Aim =>
Copy the entries below exactly. Images do not belong in the copy.

--- BEGIN Rows ---

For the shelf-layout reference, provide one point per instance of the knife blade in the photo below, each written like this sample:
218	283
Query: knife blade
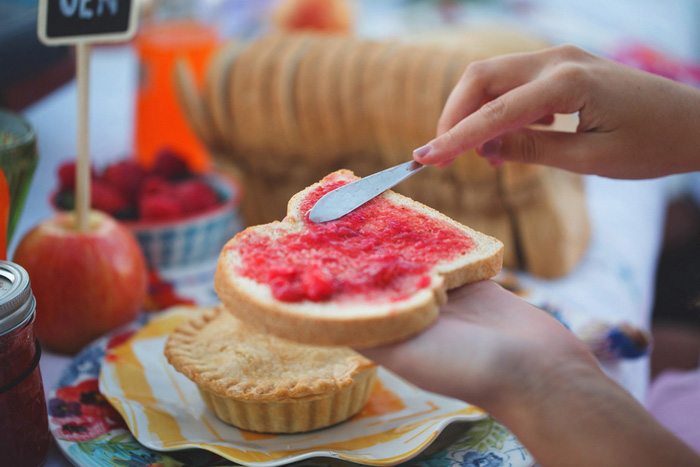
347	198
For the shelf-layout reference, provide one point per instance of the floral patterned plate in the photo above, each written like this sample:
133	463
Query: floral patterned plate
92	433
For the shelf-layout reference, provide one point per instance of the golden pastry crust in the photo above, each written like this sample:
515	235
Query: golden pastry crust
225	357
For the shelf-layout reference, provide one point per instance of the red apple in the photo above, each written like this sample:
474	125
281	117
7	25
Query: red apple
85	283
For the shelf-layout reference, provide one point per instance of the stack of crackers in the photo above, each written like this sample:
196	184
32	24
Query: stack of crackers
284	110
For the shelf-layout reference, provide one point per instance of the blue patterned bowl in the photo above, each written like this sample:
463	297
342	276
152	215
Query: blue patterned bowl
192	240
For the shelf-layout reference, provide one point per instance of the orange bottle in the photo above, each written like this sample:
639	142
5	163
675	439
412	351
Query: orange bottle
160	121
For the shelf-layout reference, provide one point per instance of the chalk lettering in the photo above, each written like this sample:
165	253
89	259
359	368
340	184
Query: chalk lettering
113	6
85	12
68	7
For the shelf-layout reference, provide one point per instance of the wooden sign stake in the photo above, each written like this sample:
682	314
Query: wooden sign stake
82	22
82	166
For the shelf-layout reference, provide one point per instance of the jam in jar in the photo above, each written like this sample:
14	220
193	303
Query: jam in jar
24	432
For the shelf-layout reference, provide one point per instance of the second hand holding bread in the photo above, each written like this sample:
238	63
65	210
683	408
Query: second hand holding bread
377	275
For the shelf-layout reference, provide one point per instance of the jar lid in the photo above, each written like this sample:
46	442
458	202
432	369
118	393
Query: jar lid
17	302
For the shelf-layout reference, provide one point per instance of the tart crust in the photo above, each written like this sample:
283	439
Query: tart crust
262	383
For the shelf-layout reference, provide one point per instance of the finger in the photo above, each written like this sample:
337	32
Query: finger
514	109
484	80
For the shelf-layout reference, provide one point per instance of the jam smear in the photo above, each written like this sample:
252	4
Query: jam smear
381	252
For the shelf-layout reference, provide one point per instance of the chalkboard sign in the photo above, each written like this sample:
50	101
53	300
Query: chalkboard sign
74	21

--- END Rows ---

Written reply =>
For the shelf-layout reference, provide one point per instance of the knife blade in the photo below, each written like this sample:
218	283
Query: knife blade
347	198
For the shelf-layout reference, provide one point per instance of the floral patterned plate in the photo above, each written like this sample:
133	463
Query: floral patterned plate
92	433
For the shelf-layout reference, provide one point per instance of the golden pastry crust in the photo above, each written like this sample:
515	235
Query: golden pastry crust
225	357
For the shelf-layout reference, provide one point per instance of the red apple in the photo above, each written like this sample:
474	125
281	117
7	25
Query: red apple
85	283
For the shelf-layout reference, provide one point per instance of the stack of crackers in the photo above, each written like this sample:
196	184
32	24
Query: stack of crackers
284	110
For the shelf-layout reference, provide one point per instance of the blue patterned bowl in the photo above, each written like this sample:
463	297
342	276
152	215
Query: blue patterned bowl
192	240
For the shelf-layout reference, provide one point per instance of the orange bottle in the photo above, each written like this sample:
639	142
5	163
675	439
412	351
Query: orange bottle
160	121
For the shelf-layout reference, provide one point per instance of the chalk lettering in the photo above, each written like this sample:
165	253
89	259
359	368
340	184
Query: chalk lettering
113	6
85	12
68	7
For the shelf-layout reference, provide one point per instance of the wooden sign stake in the photo above, each written like this sample:
682	314
Query: wooden sign stake
82	22
82	166
For the shelf-layout reference, provide one point per instance of the jam in jar in the photo above, each written like this sample:
14	220
193	303
Query: jam in jar
24	432
For the shelf-layout reference, provide one point per instance of the second hand holding bread in the photo above, each written like this sample:
238	63
65	210
683	408
Query: second hand holding bread
377	275
For the shelf-layout reference, provide one point per instance of the jar lid in the photo above, each written like this sample:
46	442
458	202
432	369
118	393
Query: jar lid
17	302
For the shelf-layout reference, provide one point per instance of the tart crust in the photo above, each written like this sample:
283	439
Query: tart crust
262	383
For the shelf-layout reference, provide one point per instance of the finger in the photo above, each written like this sample:
337	32
Query: finger
514	109
484	80
For the shelf-layout reference, provide one point per instance of the jam smear in the photo above, each written like this sample:
252	4
Query: jam smear
381	252
For the shelf-layout reference, provide one point per instance of the chalkboard sign in the photo above, each written like this sample:
50	101
53	300
Query: chalkboard sign
74	21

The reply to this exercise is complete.